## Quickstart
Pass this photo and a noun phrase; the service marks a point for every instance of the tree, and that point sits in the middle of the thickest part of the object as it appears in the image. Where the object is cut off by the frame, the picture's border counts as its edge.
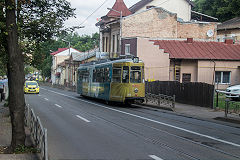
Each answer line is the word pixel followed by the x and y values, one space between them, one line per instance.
pixel 15 77
pixel 222 9
pixel 38 21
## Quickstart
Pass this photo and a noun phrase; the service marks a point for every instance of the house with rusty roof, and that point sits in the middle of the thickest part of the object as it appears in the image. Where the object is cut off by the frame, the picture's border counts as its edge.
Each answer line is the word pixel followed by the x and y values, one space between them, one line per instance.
pixel 190 60
pixel 229 30
pixel 110 27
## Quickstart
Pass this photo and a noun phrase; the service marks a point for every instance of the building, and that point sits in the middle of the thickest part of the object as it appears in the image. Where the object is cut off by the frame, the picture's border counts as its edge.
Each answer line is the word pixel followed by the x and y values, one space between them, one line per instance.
pixel 229 30
pixel 160 23
pixel 57 58
pixel 190 61
pixel 153 19
pixel 182 8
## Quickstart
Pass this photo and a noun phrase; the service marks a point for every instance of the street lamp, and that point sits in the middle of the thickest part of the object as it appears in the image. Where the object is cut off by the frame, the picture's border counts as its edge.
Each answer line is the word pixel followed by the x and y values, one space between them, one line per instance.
pixel 120 32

☆ ☆ ☆ ☆

> Task requirements: Revise all of the material above so that each occurrence of "noun phrase" becomes "text label", with every other part left as it is. Leave the pictures out of your version.

> Result for this task:
## Quickstart
Pass this photo and a text label; the service marks a point for every instance of the tree, and that point sits in the middle of the thickest part of the object as it appears in the image. Where the object is cut off by the frame, the picture's border counts as its edge.
Each answer line is the word pixel followed by the x and y values, one space between them, one line per instance.
pixel 15 77
pixel 222 9
pixel 38 21
## Quickstart
Pass this photo and a text label; the service marks a point for every instance of the house with rusty roof, and that point sits in the middle of the thickest part of the object as it appears in the image. Where the object is cut off by the frame, the picture's border counts as its edge.
Each answer line is the word pixel followed by the x and y values, one space between them, one line per instance.
pixel 190 60
pixel 229 30
pixel 110 27
## Quickstart
Pass this photo and a text label; the service marks a point for every instance of the building, and that point sits in the middle of the thickest part of the object as it appears in the image. Where the object is cut off by the frame, the picture's border counts as its edge.
Each answer line is the word pixel followed by the x and y values, one space between them, one line per instance.
pixel 229 30
pixel 160 23
pixel 57 58
pixel 190 61
pixel 153 19
pixel 182 8
## Quickstart
Pass this photo and a text label; the service marks a point for every instance of the street lamp, and that point sits in the middle of the thickest part of the object as it appears in the image. Where the object is cut off by the frame, the picture's border counts as its edge.
Each answer line is the word pixel followed by the x and y values, one space between them, one line per instance.
pixel 120 32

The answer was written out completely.